# Brano da leggere:
- - - - - - -
Il convegno, che ha visto gli interventi del presidente Hagai e del direttore dell’ospedale “Soroka” di Beersheva, Shlomi Kodesh, si è focalizzato sull’impatto che gli attacchi di Hamas hanno avuto sul sistema sanitario israeliano, e su come quest’ultimo ha reagito alle conseguenti tensioni.

“La società israeliana ha reagito in modo coeso” ha spiegato ancora il presidente Hagai “e come ordine dei medici ci siamo attivati per supportare in tutti i modi l’attività di ospedali, come quello di Soroka, in cui parte del personale si è rifiutato di rientrare a casa per una settimana, continuando a lavorare. Tuttavia il settore medico ha dovuto affrontare gravi tensioni: infatti il 40% dei nostri team medico sanitari provengono dalla popolazione di origine araba, musulmana o cristiana.”
- - - - - - -
# Record estratti:
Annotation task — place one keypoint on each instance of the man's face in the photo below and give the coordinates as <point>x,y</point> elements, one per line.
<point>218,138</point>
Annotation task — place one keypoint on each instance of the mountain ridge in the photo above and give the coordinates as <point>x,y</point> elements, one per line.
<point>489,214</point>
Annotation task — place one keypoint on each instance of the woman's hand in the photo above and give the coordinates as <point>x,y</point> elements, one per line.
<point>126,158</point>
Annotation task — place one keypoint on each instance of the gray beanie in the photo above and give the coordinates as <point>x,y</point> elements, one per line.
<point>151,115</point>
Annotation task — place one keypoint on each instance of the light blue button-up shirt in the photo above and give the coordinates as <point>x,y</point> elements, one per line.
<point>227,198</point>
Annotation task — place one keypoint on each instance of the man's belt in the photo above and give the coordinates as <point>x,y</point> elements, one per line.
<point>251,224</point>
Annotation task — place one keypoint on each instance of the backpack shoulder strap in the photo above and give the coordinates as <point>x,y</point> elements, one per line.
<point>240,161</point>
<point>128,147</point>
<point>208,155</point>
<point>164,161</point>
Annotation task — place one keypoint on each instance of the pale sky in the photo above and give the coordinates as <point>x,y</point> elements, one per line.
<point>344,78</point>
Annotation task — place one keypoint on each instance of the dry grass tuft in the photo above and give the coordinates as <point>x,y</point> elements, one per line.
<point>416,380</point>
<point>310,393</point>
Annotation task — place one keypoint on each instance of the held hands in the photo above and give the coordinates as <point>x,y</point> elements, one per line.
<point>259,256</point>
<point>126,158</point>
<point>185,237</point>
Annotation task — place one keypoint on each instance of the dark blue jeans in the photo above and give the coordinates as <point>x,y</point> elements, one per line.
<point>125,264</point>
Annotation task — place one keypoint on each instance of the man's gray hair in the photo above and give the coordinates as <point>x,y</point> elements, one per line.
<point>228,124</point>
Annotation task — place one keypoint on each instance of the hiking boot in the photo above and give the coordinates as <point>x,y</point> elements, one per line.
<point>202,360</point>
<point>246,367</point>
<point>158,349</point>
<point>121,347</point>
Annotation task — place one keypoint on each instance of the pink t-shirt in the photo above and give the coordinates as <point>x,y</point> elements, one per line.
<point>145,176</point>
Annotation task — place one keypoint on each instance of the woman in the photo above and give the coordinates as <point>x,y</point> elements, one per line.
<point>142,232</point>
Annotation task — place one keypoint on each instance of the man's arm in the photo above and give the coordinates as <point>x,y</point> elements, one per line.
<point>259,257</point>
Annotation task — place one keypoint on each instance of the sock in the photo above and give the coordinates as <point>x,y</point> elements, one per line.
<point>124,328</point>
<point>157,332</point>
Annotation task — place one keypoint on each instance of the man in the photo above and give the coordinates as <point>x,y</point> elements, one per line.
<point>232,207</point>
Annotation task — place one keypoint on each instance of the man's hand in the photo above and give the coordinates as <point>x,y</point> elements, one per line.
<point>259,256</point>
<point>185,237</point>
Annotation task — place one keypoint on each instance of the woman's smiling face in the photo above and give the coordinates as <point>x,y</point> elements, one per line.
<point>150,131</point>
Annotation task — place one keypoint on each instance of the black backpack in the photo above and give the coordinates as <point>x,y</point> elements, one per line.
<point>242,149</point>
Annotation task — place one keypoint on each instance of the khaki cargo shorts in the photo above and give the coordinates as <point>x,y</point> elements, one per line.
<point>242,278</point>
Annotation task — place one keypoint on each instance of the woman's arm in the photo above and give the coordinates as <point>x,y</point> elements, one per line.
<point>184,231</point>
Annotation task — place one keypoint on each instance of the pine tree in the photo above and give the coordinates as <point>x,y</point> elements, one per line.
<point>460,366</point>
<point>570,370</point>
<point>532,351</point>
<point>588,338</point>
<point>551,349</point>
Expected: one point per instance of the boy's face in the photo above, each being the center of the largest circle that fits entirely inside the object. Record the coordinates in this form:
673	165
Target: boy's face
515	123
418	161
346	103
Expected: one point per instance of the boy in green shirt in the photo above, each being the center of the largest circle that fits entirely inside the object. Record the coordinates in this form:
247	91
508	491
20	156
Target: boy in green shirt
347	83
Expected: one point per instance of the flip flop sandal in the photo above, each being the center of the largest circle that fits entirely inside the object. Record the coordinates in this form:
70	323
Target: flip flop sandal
- - - - - - -
# Istruzioni da seguire:
Riprendi il brano sul convegno dedicato al sistema sanitario israeliano e proseguilo dopo la sua ultima frase. I record provengono da una fonte diversa.

# Risposta attesa:
“Come organizzazione abbiamo fatto il giro di tutti gli ospedali, parlando con tutto il personale e cercando di appianare le tensioni, ricordando a tutti che come medici siamo legati prima di tutto dal giuramento d’Ippocrate, e quindi dal dovere di aiutare i feriti – ha continuato Hagai -. Ci sono stati casi dei comportamenti estremamente negativi sia da una parte che dall’altra, perciò abbiamo lavorato per appianare le tensioni dove possibile e intervenire duramente sui casi più gravi. Alla fine siamo riusciti a continuare a lavorare nel rispetto reciproco, nonostante le inevitabili tensioni”.

Hagai ha terminato l’intervento sottolineando il lavoro internazionale della sua organizzazione e criticando duramente l’Organizzazione Mondiale della Sanità per “aver condannato Israele senza neanche citare i crimini di Hamas”.

La parola è poi passata a Shlomi Kodesh, direttore dell’ospedale di Beersheva, che, a soli 7 km da Gaza, ospita il centro di soccorso per traumi gravi più vicino alle zone dei combattimenti.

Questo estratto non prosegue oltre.